Exercise: Reproduce every line of the material below word for word, leaving out the pictures.

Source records

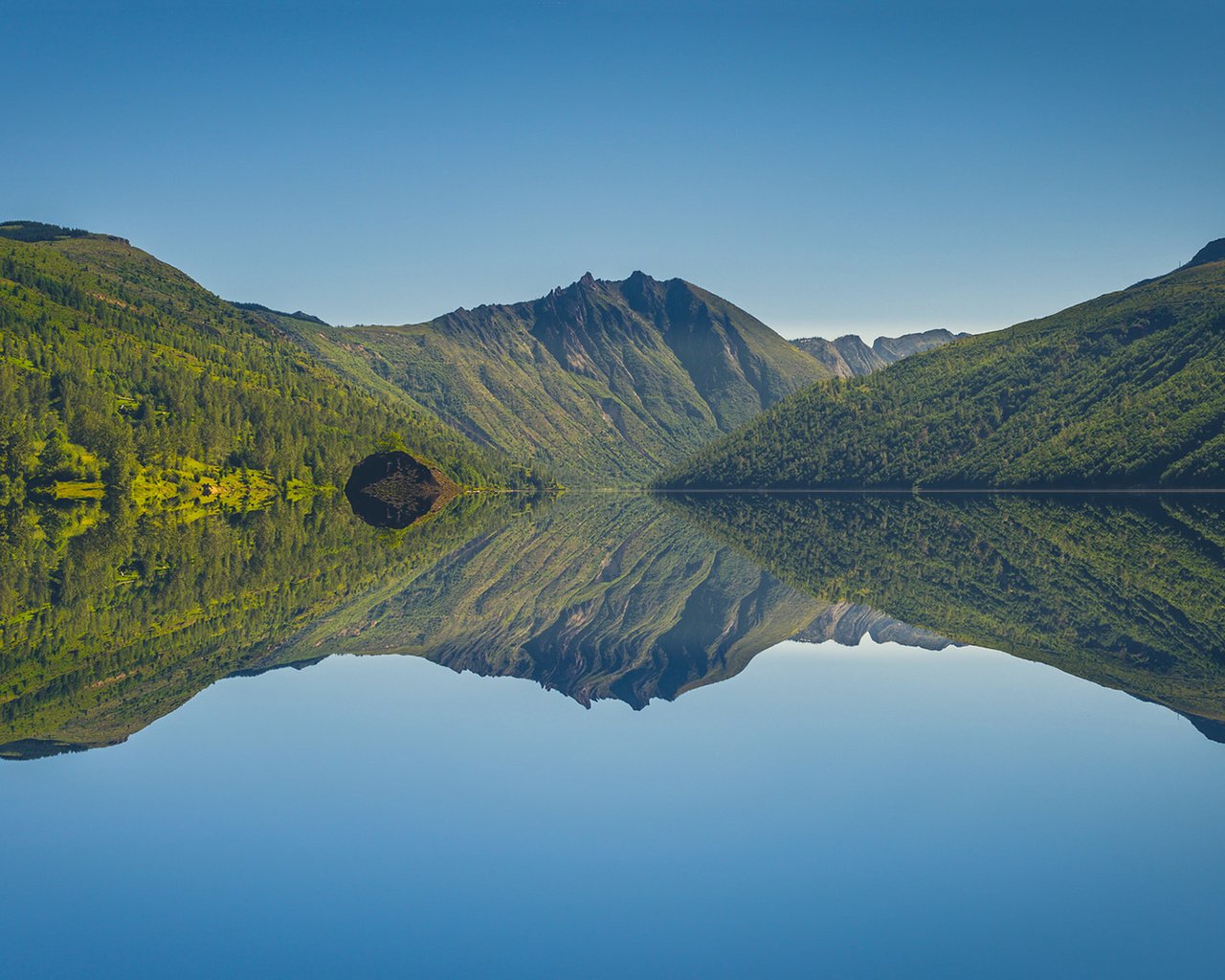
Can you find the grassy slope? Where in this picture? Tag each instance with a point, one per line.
(1127, 390)
(603, 383)
(130, 358)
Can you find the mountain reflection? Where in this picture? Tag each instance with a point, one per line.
(1125, 590)
(109, 619)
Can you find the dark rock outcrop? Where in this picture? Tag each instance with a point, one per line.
(392, 489)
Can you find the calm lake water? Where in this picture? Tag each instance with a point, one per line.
(720, 736)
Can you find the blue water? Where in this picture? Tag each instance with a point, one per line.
(832, 812)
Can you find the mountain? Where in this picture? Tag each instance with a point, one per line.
(112, 617)
(849, 357)
(1124, 390)
(117, 368)
(603, 383)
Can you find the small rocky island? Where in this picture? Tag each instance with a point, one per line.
(393, 490)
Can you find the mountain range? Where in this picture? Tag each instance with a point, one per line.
(1124, 390)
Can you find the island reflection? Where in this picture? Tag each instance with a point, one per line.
(110, 619)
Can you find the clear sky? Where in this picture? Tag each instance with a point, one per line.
(871, 167)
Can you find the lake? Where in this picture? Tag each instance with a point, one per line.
(778, 735)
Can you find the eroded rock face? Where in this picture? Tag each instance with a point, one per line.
(392, 489)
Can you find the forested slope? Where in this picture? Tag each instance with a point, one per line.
(113, 363)
(1124, 390)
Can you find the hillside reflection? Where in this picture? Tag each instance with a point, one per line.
(110, 619)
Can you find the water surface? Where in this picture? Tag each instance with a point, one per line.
(840, 736)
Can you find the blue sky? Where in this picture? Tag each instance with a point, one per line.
(828, 167)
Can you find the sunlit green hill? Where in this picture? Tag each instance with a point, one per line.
(1124, 390)
(113, 363)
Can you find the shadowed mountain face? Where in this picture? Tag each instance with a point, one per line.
(1124, 390)
(849, 357)
(1128, 593)
(603, 383)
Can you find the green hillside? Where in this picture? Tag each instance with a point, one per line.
(604, 383)
(849, 357)
(1124, 390)
(114, 366)
(595, 595)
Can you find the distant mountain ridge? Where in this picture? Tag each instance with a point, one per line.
(1124, 390)
(849, 357)
(603, 381)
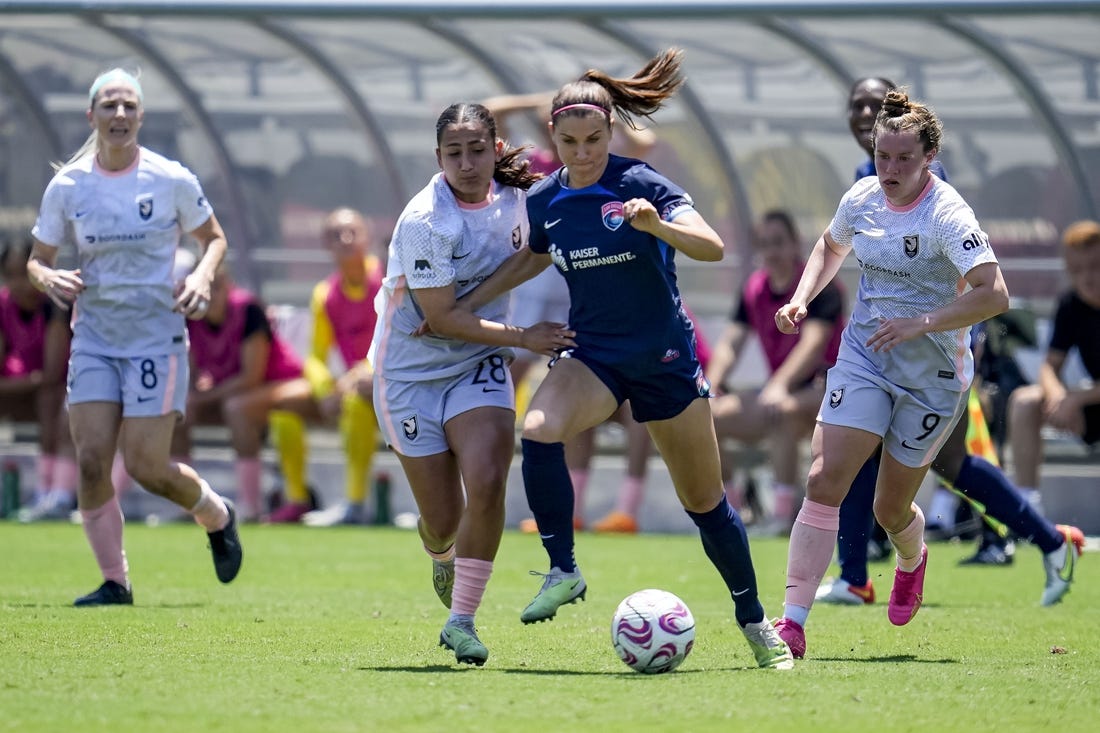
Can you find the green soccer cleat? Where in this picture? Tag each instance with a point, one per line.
(768, 647)
(558, 589)
(461, 637)
(442, 579)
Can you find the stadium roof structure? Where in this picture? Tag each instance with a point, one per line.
(285, 109)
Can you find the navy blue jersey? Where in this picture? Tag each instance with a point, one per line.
(624, 302)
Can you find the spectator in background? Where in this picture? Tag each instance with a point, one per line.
(238, 364)
(1052, 402)
(34, 345)
(344, 318)
(784, 408)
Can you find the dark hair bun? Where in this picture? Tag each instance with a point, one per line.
(895, 104)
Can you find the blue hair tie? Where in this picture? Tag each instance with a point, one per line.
(114, 75)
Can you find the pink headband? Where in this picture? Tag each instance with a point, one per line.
(581, 106)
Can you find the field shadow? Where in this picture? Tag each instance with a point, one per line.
(435, 669)
(893, 658)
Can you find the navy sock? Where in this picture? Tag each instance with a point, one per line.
(727, 546)
(550, 496)
(987, 484)
(857, 517)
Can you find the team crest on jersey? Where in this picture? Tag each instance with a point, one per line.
(145, 207)
(702, 385)
(410, 427)
(912, 243)
(558, 258)
(612, 214)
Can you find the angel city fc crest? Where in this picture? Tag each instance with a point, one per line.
(612, 215)
(912, 243)
(145, 207)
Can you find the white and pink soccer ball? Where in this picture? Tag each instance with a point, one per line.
(652, 631)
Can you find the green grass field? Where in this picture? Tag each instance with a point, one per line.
(337, 630)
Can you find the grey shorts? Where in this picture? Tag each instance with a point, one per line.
(145, 386)
(914, 424)
(413, 414)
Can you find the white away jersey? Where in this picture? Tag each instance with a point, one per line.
(437, 243)
(125, 226)
(911, 261)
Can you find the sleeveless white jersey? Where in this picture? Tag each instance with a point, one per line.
(436, 243)
(125, 226)
(911, 261)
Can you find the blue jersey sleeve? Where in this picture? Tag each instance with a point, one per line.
(667, 197)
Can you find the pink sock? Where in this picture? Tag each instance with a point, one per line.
(66, 476)
(580, 479)
(103, 528)
(471, 576)
(630, 494)
(44, 471)
(909, 542)
(210, 511)
(813, 539)
(120, 477)
(248, 471)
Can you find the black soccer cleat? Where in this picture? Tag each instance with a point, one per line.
(109, 593)
(226, 547)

Full response:
Can you find the grassy slope? Where in this picture? Tag each instance with a point, one per line.
(1127, 390)
(603, 383)
(130, 358)
Can you find the mountain reflection? Where in this picture? Tag each instance with a point, one per line.
(1125, 590)
(109, 619)
Can you find the dark rock outcrop? Where in this picture? Tag each instance with a point, one per line.
(392, 489)
Can you find the calm lake water? Where in this picture? Tag each instance with a point, one per line.
(720, 736)
Can you find the blue water? Where in this picture? Tag each instance with a point, one per line.
(832, 812)
Can you find the mountain? Where in this picture? Tag each instance with a point, one per line.
(112, 617)
(849, 357)
(1124, 390)
(117, 368)
(603, 383)
Can you find the small rocky island? Where in this picture? Tag each instance with a point, one per line.
(393, 490)
Can you find the mountain range? Where in this picture? Tag each instance with a point, one per line.
(1124, 390)
Can you find the island reflection? Where in this picture? Tag each instance with a point, one per line.
(110, 619)
Can you find the clear sky? Where in this picture? Tag each instance with a point, one per line.
(871, 167)
Can you find the lake? Where in this picture? Tag each instance with a point, one per line.
(778, 735)
Can you find the eroded rock face? Where in this picture? Tag each instance with a point, one per line.
(392, 489)
Can you find the forested slope? Where in this picture? Tag each instance with a point, one per line.
(113, 363)
(1124, 390)
Can you find the hillside reflection? Where in this picture? Tag each instance with a point, one per line.
(110, 619)
Can you find the water surface? Where in this picture? Tag each instance with a point, one per line.
(840, 736)
Can you find the blue sky? Where in this picture? Tag each instance with a point, one per line.
(828, 167)
Can you find the sunlit green hill? Where in this picture? Tag each instance with a point, one per line.
(1124, 390)
(113, 363)
Can you find the shadowed mountain face? Where in this picture? Tag each instance with a point, one per line.
(1124, 390)
(849, 357)
(1128, 593)
(603, 383)
Can you find the green hillside? Where in this picture? Tag each instance with a point, one per line.
(604, 383)
(849, 357)
(1124, 390)
(114, 366)
(595, 595)
Can you find the distant mountain ridge? Where in this picture? Tag each instance with a point, one per line.
(1124, 390)
(849, 357)
(603, 381)
Can you find the green soccer cleat? Where in this picture? Tag each instance with a point, one per line.
(768, 647)
(558, 589)
(461, 637)
(442, 579)
Can you find the stadium roof structure? Where in this picture? Tag each instance with a point, one per line.
(285, 109)
Can you find the navy blue jersey? Where in this picture? Tag each instance with a point, one per line.
(624, 302)
Can you find the spectator in background? Where in this picture? Tag each instance with a point, one per line.
(238, 364)
(1052, 402)
(34, 345)
(344, 318)
(784, 408)
Can you find the dark hair bun? Where in this picture? Tag each instance with a point, one per line.
(895, 104)
Can you find the blue hair tie? Where in this picture? Tag each instance with a point, one per line.
(114, 75)
Can you find the pink headband? Where in this picture? Tag each instance with a point, one per line.
(581, 106)
Can you find the field shadow? Where in this picture? Tag each instance with a point, one per line.
(435, 669)
(893, 658)
Can you find the navy sock? Where in this picture? Tag each instance with a point, one per line.
(727, 546)
(550, 496)
(987, 484)
(857, 517)
Can you find the team crest on jersey? Where in this picture? Tag each instance with a point, one per line.
(145, 207)
(702, 385)
(410, 427)
(912, 243)
(558, 258)
(612, 214)
Can you find the angel city fc crest? Where in this picture? Tag each instance with a point, one per line.
(612, 215)
(912, 243)
(145, 207)
Can you find the white and pink soccer ball? Where in this picture? Tag each instance with a point, one per line.
(652, 631)
Can you find the green grass field? Where in this picture? Tag each instance with a point, one per line.
(337, 630)
Can you find the grey shorts? Where in this picture? Tag each instance with a point, one per line.
(145, 386)
(914, 424)
(413, 414)
Can you find the white away jersey? Where in this picture? Tag each instance with a point, one per line.
(437, 243)
(125, 226)
(911, 261)
Can you find the sleeveless white jersey? Where in this picture? Tag each instance with a point, one per line.
(436, 243)
(125, 226)
(911, 261)
Can you find the blue jersey sleeve? Where in this picture? Tag each instance with a point, one per line.
(667, 197)
Can you find the pink sock? Where in this picture? Tag each instance with a point, one per line.
(66, 476)
(580, 479)
(103, 528)
(471, 576)
(630, 494)
(44, 471)
(909, 542)
(210, 511)
(813, 539)
(120, 477)
(248, 471)
Can you find the black soccer cleat? Where in this picture? Tag each instance with a point, one per line.
(109, 593)
(226, 547)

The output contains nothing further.